_TASK PROMPT_
Transcribe word for word the lines of the items that run from the line containing "the tree shadow" up to and including the final line of the items.

_PROVIDED RECORDS_

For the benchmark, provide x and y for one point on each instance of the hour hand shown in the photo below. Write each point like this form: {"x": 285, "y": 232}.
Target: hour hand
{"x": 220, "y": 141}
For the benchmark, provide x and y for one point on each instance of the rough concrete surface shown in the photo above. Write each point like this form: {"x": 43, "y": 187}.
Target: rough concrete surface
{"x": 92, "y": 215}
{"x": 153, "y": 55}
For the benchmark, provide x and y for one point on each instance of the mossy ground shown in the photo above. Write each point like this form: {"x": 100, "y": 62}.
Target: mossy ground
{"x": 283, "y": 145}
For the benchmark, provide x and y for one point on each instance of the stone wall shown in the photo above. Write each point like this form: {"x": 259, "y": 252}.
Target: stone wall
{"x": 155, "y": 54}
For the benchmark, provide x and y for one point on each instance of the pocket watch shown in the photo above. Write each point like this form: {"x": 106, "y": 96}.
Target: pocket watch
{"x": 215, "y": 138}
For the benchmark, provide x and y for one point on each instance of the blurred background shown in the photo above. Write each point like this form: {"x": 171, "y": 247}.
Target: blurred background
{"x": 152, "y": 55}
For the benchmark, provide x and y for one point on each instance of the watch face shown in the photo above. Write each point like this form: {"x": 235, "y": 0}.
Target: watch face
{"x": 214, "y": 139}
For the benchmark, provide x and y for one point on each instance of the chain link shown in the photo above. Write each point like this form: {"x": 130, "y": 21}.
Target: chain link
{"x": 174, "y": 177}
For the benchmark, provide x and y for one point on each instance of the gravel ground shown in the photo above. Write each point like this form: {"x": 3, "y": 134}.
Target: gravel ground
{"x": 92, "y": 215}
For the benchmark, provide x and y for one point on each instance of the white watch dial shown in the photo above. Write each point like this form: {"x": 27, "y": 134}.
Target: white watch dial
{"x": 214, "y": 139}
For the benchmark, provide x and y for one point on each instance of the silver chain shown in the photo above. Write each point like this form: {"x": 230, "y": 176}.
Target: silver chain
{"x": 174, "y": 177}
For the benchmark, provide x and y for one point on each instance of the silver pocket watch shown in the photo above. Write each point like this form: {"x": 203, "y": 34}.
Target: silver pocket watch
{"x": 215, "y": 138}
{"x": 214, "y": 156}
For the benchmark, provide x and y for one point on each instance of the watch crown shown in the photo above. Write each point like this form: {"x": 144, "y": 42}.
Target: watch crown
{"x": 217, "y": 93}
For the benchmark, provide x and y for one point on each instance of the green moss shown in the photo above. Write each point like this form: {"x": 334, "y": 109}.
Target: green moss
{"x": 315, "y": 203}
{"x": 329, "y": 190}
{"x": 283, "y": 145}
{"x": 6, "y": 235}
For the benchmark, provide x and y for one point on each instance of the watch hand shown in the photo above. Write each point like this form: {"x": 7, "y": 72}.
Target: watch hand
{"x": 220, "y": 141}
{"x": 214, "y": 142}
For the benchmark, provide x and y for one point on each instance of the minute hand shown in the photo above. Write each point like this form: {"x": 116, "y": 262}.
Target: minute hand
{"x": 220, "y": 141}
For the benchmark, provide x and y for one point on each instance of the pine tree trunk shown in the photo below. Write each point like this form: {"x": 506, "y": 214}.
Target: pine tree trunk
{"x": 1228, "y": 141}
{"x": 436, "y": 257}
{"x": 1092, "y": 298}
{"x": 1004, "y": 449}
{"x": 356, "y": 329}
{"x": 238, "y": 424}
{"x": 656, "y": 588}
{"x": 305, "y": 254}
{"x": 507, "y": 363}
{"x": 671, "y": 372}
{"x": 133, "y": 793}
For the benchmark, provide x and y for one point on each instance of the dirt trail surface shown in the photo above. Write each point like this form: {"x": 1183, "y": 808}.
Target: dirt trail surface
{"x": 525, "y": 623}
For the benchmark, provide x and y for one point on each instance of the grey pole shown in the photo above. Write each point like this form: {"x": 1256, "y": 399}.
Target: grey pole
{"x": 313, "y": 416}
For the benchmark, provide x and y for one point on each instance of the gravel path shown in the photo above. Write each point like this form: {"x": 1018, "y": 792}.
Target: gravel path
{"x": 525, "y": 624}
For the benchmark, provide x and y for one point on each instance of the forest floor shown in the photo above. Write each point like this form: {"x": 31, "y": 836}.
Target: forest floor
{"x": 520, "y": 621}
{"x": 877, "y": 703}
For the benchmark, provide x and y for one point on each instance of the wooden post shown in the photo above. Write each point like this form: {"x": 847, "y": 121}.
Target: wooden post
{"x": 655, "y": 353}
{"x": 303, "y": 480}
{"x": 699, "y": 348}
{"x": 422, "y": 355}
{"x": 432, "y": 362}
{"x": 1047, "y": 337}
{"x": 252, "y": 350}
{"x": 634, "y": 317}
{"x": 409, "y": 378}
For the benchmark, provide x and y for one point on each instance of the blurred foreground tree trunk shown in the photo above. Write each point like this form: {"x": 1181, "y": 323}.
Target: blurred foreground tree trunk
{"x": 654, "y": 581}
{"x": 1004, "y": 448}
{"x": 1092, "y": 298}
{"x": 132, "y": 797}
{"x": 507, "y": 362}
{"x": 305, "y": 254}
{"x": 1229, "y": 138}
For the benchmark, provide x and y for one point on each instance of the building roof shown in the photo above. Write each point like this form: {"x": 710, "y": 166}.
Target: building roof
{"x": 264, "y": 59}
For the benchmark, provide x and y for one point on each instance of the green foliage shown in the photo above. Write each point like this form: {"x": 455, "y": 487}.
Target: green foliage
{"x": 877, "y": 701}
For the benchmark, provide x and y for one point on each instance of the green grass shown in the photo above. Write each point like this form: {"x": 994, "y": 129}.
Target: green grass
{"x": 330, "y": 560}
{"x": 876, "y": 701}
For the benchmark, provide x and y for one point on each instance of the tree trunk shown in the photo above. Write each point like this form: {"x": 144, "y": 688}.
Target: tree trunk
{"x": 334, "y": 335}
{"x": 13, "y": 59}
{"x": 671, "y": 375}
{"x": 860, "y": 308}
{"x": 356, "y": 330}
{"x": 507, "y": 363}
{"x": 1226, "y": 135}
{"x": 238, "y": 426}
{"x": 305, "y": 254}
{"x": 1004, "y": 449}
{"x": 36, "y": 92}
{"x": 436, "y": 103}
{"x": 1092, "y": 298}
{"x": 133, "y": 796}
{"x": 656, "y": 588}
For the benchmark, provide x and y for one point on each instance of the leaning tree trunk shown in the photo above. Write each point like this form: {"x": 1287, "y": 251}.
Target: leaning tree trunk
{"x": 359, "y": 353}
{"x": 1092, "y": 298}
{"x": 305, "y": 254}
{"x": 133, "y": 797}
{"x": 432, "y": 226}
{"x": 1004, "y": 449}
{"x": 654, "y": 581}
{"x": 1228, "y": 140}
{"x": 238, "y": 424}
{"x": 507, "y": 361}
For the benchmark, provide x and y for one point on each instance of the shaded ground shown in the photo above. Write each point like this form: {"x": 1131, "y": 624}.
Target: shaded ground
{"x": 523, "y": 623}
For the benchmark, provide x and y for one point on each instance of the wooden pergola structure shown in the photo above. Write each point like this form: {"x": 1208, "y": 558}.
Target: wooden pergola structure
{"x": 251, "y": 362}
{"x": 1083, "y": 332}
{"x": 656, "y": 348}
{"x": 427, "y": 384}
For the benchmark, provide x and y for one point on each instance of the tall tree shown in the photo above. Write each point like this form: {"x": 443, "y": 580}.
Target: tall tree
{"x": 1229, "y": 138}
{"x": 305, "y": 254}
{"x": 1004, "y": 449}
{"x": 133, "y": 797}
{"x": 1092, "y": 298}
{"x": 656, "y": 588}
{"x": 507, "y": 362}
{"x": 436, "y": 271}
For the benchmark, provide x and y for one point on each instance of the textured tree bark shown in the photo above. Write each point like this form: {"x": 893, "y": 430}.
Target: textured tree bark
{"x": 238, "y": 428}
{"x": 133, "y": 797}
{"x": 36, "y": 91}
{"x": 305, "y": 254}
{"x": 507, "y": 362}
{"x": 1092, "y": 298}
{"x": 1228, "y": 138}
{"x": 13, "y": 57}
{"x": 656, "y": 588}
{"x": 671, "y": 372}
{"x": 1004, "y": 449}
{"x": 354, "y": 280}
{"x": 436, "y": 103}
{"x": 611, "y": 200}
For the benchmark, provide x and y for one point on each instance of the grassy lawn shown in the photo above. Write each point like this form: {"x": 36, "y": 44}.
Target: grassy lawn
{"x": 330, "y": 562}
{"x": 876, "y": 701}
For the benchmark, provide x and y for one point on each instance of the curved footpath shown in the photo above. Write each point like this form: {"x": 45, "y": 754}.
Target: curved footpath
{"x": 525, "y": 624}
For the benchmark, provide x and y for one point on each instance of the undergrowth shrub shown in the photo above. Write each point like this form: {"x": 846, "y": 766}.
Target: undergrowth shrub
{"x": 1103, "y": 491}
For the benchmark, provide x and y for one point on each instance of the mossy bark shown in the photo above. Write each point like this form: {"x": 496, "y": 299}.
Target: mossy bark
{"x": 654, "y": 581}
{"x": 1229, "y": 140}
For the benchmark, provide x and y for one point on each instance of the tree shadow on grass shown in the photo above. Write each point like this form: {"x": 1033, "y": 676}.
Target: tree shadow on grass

_FINISHED EXERCISE_
For the benchmark, provide x and y for one point on each instance of the tree shadow on grass shown in the photo above. Write each point like this form: {"x": 1033, "y": 676}.
Target: tree shadow on grass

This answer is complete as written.